▶ **JOB**
According to the lawn care thread, around what date was the hydroseed put down?

▶ **TEXT PASSAGE**
## Start

# New Home - Hydroseeded Lawn end of May



## Boston85 (Jul 21, 2019)

Brand new to the forum and I have been trying to read and learn as much as I can. I live just north of Boston and have been dealing with this relentless heat like everyone else. I bought a new construction home a couple of months ago. Our town had a water ban earlier this year, so the builder did nothing with the lawn until that ban was lifted. A layer of hydroseed (seems like mostly PRG and KBG) was put down around May 25. I moved in 2 days later and immediately began watering a couple of times a day for the first few weeks. The grass started to come up so-so, but was very patchy and thin. I applied fertilizer about a month after it was put down. Now with the brutal summer heat, it has been completely overrun by crabgrass. I am trying to figure out what to do. I had planned to overseed in mid-august, but am not sure if it is even worth it before doing something with all of the crabgrass. Should I just mow and bag low and then put seed on top? Or should I use something to kill off all the crabgrass. Next spring I will use a pre-emergent, but just not sure what to do now. is this grass shown below even worth saving (what little remains of grass)? Also, the builder clearly just leveled the lot with whatever was in the yard already. It is pretty rocky in certain areas and the soil just feels terrible.

I am reading other posts and trying to learn, but feel as though I need a helpful hand to figure out the best path forward.


----------



## Stuofsci02 (Sep 9, 2018)

Welcome to the forum.....

A newly seeded lawn in spring is rough and without water is certain disaster... Where you go from here has more to do with how much effort you are willing to put into it.. Many here would just round it up and start from scratch in mid August... but that is because this is a lawn forum... if you are interested in a standard lawn you have some options....

A couple of questions first..

Do you have an in ground sprinkler system?

Do you have a need for the lawn (kids, pets etc.)?

The crabgrass will die at first frost, but will put out millions of seeds before then, so pre emergent will be needed next year for sure... the dead crabgrass will also leave a lot of bare patches as it outcompetes your good grass..

You could order Tenacity from do your own.com and start now spraying. It might take two or three apps, but should get rid of the crabgrass and weeds... during your third app you could over seed... then water daily and wait for things to fill in... it won't be perfect, but it will continue to get better. Next spring you will need pre for sure.


----------



## BXMurphy (Aug 5, 2017)

Stuofsci02 said:


> Welcome to the forum.....
> 
> A newly seeded lawn in spring is rough and without water is certain disaster... Where you go from here has more to do with how much effort you are willing to put into it.. Many here would just round it up and start from scratch in mid August... but that is because this is a lawn forum... if you are interested in a standard lawn you have some options....
> 
> ...


GREAT suggestions! Fantastic...

I think the lawn is worth saving for a standard-level lawn. I would order Tenacity and save it for the fall to control _poa annua_ because there is a limit you can apply every 365 days. You don't want to go over that limit.

_Poa anna_ is tough to control. Tenacity is really your only weapon. Use it to control the poa and as a pre-emergent for new seeding.

I would go to the big box and get Weed-B-Gon CCO (clover, chickweed, and oxalis) and spray it down to kill whatever you can kill for the rest of the year.

## End

[Records from a data source]
## Start

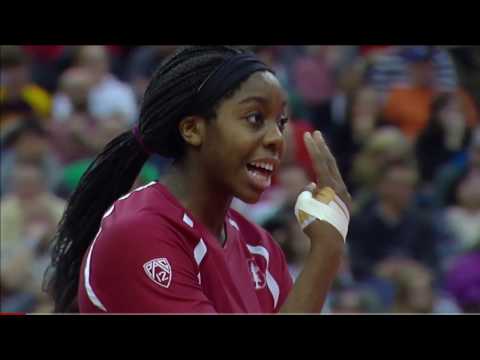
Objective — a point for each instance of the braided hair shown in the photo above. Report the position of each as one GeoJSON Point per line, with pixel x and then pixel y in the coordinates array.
{"type": "Point", "coordinates": [168, 98]}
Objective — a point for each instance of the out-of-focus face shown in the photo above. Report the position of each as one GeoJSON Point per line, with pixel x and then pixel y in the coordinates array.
{"type": "Point", "coordinates": [76, 84]}
{"type": "Point", "coordinates": [243, 146]}
{"type": "Point", "coordinates": [452, 117]}
{"type": "Point", "coordinates": [95, 59]}
{"type": "Point", "coordinates": [468, 192]}
{"type": "Point", "coordinates": [14, 79]}
{"type": "Point", "coordinates": [27, 181]}
{"type": "Point", "coordinates": [422, 73]}
{"type": "Point", "coordinates": [475, 149]}
{"type": "Point", "coordinates": [420, 294]}
{"type": "Point", "coordinates": [364, 112]}
{"type": "Point", "coordinates": [31, 146]}
{"type": "Point", "coordinates": [397, 186]}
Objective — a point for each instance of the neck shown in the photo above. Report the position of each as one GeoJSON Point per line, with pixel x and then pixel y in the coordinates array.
{"type": "Point", "coordinates": [200, 195]}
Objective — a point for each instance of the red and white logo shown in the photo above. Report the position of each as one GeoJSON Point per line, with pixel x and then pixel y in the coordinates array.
{"type": "Point", "coordinates": [258, 276]}
{"type": "Point", "coordinates": [159, 271]}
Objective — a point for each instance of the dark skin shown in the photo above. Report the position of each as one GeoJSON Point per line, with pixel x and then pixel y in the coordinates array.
{"type": "Point", "coordinates": [249, 127]}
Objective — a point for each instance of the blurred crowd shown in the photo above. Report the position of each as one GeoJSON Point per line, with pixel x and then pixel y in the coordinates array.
{"type": "Point", "coordinates": [402, 121]}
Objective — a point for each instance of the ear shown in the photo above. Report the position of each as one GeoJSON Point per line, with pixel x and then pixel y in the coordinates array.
{"type": "Point", "coordinates": [192, 129]}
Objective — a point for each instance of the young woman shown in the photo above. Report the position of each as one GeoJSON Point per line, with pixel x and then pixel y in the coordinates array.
{"type": "Point", "coordinates": [175, 245]}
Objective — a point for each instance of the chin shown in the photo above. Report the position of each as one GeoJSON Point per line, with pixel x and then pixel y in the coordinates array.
{"type": "Point", "coordinates": [249, 197]}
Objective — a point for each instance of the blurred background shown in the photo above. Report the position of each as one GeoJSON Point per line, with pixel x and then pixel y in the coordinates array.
{"type": "Point", "coordinates": [402, 121]}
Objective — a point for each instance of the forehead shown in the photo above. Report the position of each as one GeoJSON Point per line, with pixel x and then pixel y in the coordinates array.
{"type": "Point", "coordinates": [262, 84]}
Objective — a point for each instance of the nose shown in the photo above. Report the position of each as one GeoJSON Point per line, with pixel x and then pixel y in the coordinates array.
{"type": "Point", "coordinates": [273, 139]}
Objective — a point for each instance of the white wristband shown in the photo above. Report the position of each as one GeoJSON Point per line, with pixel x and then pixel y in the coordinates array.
{"type": "Point", "coordinates": [330, 209]}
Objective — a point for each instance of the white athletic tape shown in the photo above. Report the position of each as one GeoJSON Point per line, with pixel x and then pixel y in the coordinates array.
{"type": "Point", "coordinates": [333, 210]}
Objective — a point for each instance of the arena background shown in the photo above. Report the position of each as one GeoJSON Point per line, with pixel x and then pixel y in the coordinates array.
{"type": "Point", "coordinates": [402, 121]}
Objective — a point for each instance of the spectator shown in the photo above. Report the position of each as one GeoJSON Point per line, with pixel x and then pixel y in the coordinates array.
{"type": "Point", "coordinates": [390, 68]}
{"type": "Point", "coordinates": [356, 128]}
{"type": "Point", "coordinates": [108, 95]}
{"type": "Point", "coordinates": [408, 107]}
{"type": "Point", "coordinates": [384, 145]}
{"type": "Point", "coordinates": [19, 96]}
{"type": "Point", "coordinates": [446, 135]}
{"type": "Point", "coordinates": [414, 288]}
{"type": "Point", "coordinates": [451, 175]}
{"type": "Point", "coordinates": [463, 281]}
{"type": "Point", "coordinates": [29, 142]}
{"type": "Point", "coordinates": [48, 62]}
{"type": "Point", "coordinates": [463, 218]}
{"type": "Point", "coordinates": [141, 65]}
{"type": "Point", "coordinates": [78, 134]}
{"type": "Point", "coordinates": [391, 226]}
{"type": "Point", "coordinates": [29, 216]}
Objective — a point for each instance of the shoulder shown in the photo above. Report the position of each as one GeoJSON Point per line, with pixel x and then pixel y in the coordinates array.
{"type": "Point", "coordinates": [145, 216]}
{"type": "Point", "coordinates": [253, 234]}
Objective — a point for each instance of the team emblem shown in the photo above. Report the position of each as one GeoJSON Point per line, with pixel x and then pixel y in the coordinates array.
{"type": "Point", "coordinates": [159, 271]}
{"type": "Point", "coordinates": [258, 276]}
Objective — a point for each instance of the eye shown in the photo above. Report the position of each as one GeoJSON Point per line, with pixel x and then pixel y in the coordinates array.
{"type": "Point", "coordinates": [282, 122]}
{"type": "Point", "coordinates": [256, 119]}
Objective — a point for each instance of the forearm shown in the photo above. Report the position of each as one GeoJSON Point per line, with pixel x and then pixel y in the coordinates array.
{"type": "Point", "coordinates": [321, 266]}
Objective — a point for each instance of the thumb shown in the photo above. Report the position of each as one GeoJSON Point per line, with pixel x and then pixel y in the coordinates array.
{"type": "Point", "coordinates": [312, 187]}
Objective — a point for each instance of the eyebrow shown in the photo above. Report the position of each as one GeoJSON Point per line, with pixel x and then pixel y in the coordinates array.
{"type": "Point", "coordinates": [259, 99]}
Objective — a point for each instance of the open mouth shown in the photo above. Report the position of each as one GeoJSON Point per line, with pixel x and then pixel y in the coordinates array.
{"type": "Point", "coordinates": [260, 174]}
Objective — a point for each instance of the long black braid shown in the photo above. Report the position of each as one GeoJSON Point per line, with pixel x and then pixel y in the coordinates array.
{"type": "Point", "coordinates": [167, 99]}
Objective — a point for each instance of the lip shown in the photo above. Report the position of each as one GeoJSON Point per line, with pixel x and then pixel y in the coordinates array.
{"type": "Point", "coordinates": [259, 181]}
{"type": "Point", "coordinates": [274, 161]}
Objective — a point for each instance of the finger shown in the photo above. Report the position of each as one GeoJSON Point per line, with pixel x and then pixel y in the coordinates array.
{"type": "Point", "coordinates": [316, 155]}
{"type": "Point", "coordinates": [329, 158]}
{"type": "Point", "coordinates": [312, 187]}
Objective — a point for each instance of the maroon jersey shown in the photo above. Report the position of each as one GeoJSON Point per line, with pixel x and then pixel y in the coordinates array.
{"type": "Point", "coordinates": [151, 255]}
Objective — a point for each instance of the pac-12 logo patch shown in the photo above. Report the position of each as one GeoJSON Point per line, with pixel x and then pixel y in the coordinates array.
{"type": "Point", "coordinates": [159, 271]}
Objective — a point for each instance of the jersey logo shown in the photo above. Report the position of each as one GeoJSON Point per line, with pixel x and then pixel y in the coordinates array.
{"type": "Point", "coordinates": [258, 276]}
{"type": "Point", "coordinates": [159, 271]}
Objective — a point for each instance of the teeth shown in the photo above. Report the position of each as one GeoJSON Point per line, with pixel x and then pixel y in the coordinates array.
{"type": "Point", "coordinates": [263, 165]}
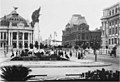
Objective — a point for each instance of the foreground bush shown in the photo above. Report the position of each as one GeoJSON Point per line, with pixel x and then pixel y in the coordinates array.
{"type": "Point", "coordinates": [15, 73]}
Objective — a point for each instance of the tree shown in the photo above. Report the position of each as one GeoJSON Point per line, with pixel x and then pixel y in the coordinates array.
{"type": "Point", "coordinates": [15, 73]}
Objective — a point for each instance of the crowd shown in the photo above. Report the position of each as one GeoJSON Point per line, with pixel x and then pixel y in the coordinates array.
{"type": "Point", "coordinates": [101, 75]}
{"type": "Point", "coordinates": [65, 53]}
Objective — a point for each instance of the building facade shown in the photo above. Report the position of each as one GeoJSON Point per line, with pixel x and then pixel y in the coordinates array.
{"type": "Point", "coordinates": [15, 32]}
{"type": "Point", "coordinates": [111, 26]}
{"type": "Point", "coordinates": [77, 32]}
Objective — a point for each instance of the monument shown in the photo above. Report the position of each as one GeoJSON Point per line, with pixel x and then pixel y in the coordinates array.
{"type": "Point", "coordinates": [35, 25]}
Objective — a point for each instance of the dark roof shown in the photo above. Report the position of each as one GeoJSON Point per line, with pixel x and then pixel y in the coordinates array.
{"type": "Point", "coordinates": [14, 18]}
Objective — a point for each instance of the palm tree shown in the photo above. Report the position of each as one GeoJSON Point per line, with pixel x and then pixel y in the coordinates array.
{"type": "Point", "coordinates": [15, 73]}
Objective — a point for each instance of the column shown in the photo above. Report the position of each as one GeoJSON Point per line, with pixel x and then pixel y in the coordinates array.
{"type": "Point", "coordinates": [23, 40]}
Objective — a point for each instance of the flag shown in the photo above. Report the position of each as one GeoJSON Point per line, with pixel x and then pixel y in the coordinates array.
{"type": "Point", "coordinates": [50, 36]}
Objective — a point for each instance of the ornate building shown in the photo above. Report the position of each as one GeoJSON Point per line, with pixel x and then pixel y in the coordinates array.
{"type": "Point", "coordinates": [15, 32]}
{"type": "Point", "coordinates": [77, 32]}
{"type": "Point", "coordinates": [111, 26]}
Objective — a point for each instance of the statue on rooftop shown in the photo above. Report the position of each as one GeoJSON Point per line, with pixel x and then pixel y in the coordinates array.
{"type": "Point", "coordinates": [35, 16]}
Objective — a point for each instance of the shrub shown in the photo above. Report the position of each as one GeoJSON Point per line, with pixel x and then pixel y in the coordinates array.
{"type": "Point", "coordinates": [15, 73]}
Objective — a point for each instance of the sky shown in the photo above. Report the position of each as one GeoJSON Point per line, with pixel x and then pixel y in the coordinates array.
{"type": "Point", "coordinates": [55, 14]}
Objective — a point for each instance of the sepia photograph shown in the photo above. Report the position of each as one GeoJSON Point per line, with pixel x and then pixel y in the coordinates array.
{"type": "Point", "coordinates": [59, 40]}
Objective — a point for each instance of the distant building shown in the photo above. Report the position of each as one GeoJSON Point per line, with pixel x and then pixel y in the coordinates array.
{"type": "Point", "coordinates": [15, 32]}
{"type": "Point", "coordinates": [111, 26]}
{"type": "Point", "coordinates": [77, 32]}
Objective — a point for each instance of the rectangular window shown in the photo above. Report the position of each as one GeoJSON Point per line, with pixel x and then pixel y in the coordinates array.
{"type": "Point", "coordinates": [109, 41]}
{"type": "Point", "coordinates": [112, 41]}
{"type": "Point", "coordinates": [1, 44]}
{"type": "Point", "coordinates": [14, 35]}
{"type": "Point", "coordinates": [115, 40]}
{"type": "Point", "coordinates": [112, 30]}
{"type": "Point", "coordinates": [20, 35]}
{"type": "Point", "coordinates": [109, 31]}
{"type": "Point", "coordinates": [1, 35]}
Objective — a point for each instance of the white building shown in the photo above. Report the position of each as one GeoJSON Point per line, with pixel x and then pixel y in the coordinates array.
{"type": "Point", "coordinates": [15, 32]}
{"type": "Point", "coordinates": [111, 26]}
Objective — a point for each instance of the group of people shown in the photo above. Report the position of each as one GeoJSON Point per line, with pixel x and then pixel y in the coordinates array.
{"type": "Point", "coordinates": [79, 54]}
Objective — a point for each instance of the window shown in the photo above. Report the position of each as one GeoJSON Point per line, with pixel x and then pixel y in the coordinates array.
{"type": "Point", "coordinates": [26, 36]}
{"type": "Point", "coordinates": [4, 35]}
{"type": "Point", "coordinates": [116, 30]}
{"type": "Point", "coordinates": [112, 30]}
{"type": "Point", "coordinates": [20, 44]}
{"type": "Point", "coordinates": [109, 41]}
{"type": "Point", "coordinates": [112, 22]}
{"type": "Point", "coordinates": [20, 35]}
{"type": "Point", "coordinates": [1, 35]}
{"type": "Point", "coordinates": [1, 44]}
{"type": "Point", "coordinates": [109, 31]}
{"type": "Point", "coordinates": [14, 35]}
{"type": "Point", "coordinates": [112, 41]}
{"type": "Point", "coordinates": [110, 13]}
{"type": "Point", "coordinates": [115, 39]}
{"type": "Point", "coordinates": [115, 21]}
{"type": "Point", "coordinates": [109, 23]}
{"type": "Point", "coordinates": [115, 10]}
{"type": "Point", "coordinates": [14, 45]}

## End

▶ **RESULT OF THE EXERCISE**
Around May 25.